Data listing:
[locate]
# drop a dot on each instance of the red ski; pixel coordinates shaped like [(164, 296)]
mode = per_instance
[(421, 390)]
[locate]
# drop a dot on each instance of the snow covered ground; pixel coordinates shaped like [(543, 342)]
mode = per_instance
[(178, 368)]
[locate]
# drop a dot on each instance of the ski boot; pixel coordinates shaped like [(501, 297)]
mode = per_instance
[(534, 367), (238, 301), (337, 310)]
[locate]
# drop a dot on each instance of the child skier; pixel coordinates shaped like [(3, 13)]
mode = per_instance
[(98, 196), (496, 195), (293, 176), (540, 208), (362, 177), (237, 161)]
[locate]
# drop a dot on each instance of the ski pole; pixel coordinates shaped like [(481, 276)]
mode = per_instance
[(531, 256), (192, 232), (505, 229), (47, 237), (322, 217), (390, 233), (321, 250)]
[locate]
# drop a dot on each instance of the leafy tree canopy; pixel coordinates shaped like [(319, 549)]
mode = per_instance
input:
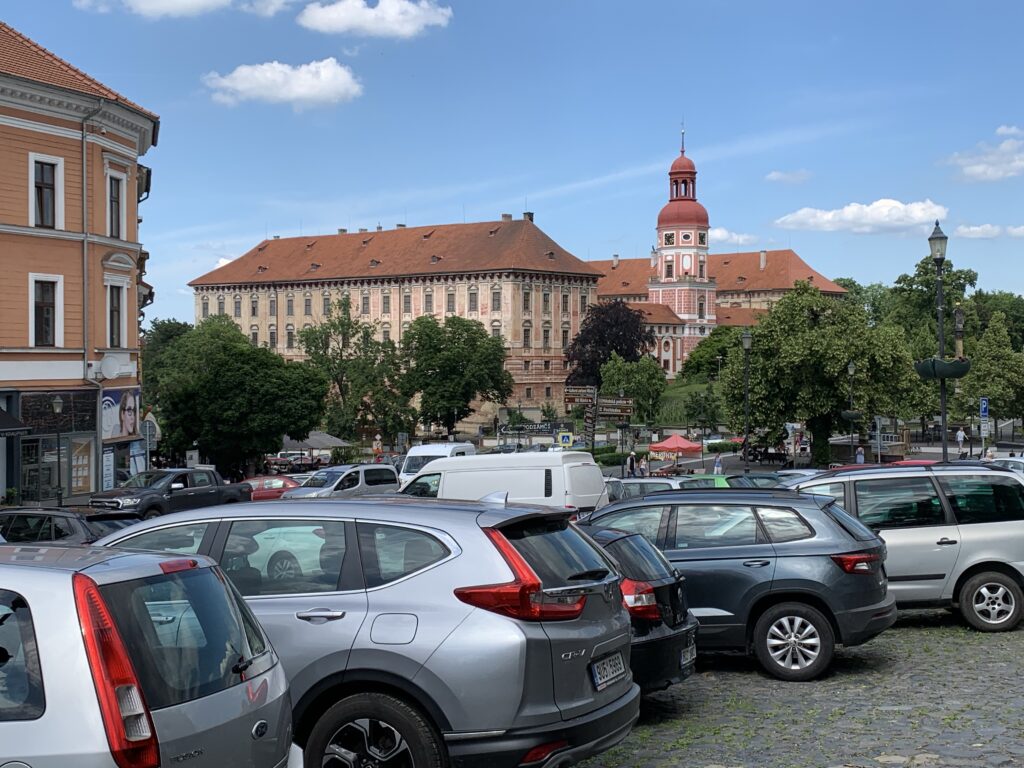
[(608, 327)]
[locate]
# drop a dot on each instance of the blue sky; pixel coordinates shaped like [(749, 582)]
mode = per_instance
[(801, 117)]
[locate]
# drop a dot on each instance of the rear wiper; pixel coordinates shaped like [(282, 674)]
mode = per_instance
[(593, 574)]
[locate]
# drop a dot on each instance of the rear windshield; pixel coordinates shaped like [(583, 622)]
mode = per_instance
[(187, 633), (639, 559), (20, 678), (558, 554), (848, 522)]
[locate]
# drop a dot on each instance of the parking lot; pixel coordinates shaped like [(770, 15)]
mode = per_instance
[(928, 692)]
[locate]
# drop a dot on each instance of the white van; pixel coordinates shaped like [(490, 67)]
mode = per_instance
[(420, 456), (567, 479)]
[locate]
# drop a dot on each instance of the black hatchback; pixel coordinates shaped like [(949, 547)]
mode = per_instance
[(664, 647), (780, 573)]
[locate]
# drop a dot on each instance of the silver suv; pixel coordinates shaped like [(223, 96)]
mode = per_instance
[(124, 658), (415, 631), (954, 534)]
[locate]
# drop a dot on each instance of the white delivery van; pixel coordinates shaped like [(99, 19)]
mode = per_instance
[(420, 456), (568, 479)]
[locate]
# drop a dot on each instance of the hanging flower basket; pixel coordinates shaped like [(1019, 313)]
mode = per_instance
[(936, 368)]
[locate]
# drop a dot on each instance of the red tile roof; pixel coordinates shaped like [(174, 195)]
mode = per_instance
[(657, 314), (445, 249), (629, 278), (26, 58)]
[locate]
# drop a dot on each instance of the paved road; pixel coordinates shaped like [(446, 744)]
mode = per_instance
[(928, 692)]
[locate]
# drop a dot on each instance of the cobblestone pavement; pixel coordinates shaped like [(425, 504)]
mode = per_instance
[(929, 693)]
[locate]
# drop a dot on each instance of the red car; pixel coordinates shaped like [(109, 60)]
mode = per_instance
[(270, 486)]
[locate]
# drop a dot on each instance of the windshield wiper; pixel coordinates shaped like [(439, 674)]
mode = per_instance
[(594, 574)]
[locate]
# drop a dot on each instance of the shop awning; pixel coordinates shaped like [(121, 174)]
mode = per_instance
[(11, 427)]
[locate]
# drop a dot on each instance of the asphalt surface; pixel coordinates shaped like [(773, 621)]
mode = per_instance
[(930, 691)]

What you have to do:
For the data above, return an exact copy that contains no pictures.

Solution to the exercise:
[locate]
# drop a dot on each instance of the red ski; pixel coordinates shaped like [(164, 296)]
mode = per_instance
[(421, 390)]
[locate]
# drop a dot on each instance of the snow covered ground; pixel coordinates shaped like [(543, 342)]
mode = per_instance
[(178, 368)]
[locate]
# drop a dot on each instance of the ski boot; pixel coordinates shaped like [(501, 297)]
mode = per_instance
[(534, 367), (238, 301), (337, 310)]
[locate]
# drop a dot on each instance of the child skier; pixel coordinates shaped like [(3, 13)]
mode = per_instance
[(98, 196), (496, 195), (293, 176), (540, 208), (362, 177), (237, 161)]
[locate]
# drop a dot on each instance of the ski pole; pixel coordinates shaped like [(481, 276)]
mode = per_instance
[(531, 256), (192, 232), (505, 229), (47, 237), (322, 217), (390, 233), (321, 250)]
[locate]
# drop a dot on each instance of the leafy tree canopy; pixel coordinates shaped like [(319, 549)]
mode = per_instance
input:
[(608, 327)]
[locate]
# drop a dot on each instance of the blue sky; pixel coordinates shaped like [(749, 582)]
mode = per_instance
[(801, 117)]
[locate]
# drop a dot on each instance of the rear wiper; pixel coordinates shaped like [(282, 674)]
mode = per_instance
[(593, 574)]
[locate]
# drop a dot on each instance of the rear windshield; pixel coordinates shaped like [(583, 622)]
mode = per_instance
[(187, 633), (639, 559), (20, 678), (558, 554), (848, 522)]
[locate]
# drop a dot on each instance of the parking lot; pixel coordinates shaped like [(770, 15)]
mode = per_instance
[(928, 692)]
[locate]
# drop a dot on each instance of the white van; pixel coordinates shaped like [(490, 67)]
mode = per_instance
[(420, 456), (567, 479)]
[locate]
# drop a dot on each instance of the black hatchback; pixel coordinates shaped like [(949, 547)]
mode = per_instance
[(664, 647), (780, 573)]
[locate]
# drop a dot on each instance of the silver suv; pixel coordinates shaped like [(223, 96)]
mode = per_instance
[(124, 658), (415, 631), (954, 534)]
[locate]
# drop a dot on each instance of the white delivery van; pixel coordinates shaped like [(99, 19)]
mode = per_instance
[(420, 456), (568, 479)]
[locate]
# drop a dot on each instance of the hanging flower basket; pixel coordinates shaped like [(1019, 313)]
mode = per_instance
[(936, 368)]
[locate]
# drop a dot on each instance of the red tile roof; pixel coordinates shaped like [(174, 195)]
mode = per_instance
[(657, 314), (445, 249), (629, 278), (26, 58)]
[locate]
# drop a dot on each instance of the paved road; pixel coordinates shaped like [(446, 744)]
mode = per_instance
[(928, 692)]
[locate]
# drop a dot on each instance of the cobblestone pavement; pixel coordinates shaped like [(425, 504)]
mode = per_instance
[(929, 693)]
[locate]
# drop a dot on each instance of the red car; pixel coordinates shaped like [(109, 60)]
mode = per_instance
[(270, 486)]
[locate]
# drop a dot on each instance of the windshield wiper; pixel coordinates shaped like [(439, 674)]
mode = per_instance
[(594, 574)]
[locate]
# drop a dot on each instance of the shop awning; pixel coordinates shaped like [(121, 174)]
mode = per_instance
[(11, 427)]
[locate]
# drop a dot on each instance of the asphalt surface; pixel coordinates shaped like [(773, 621)]
mode = per_instance
[(930, 691)]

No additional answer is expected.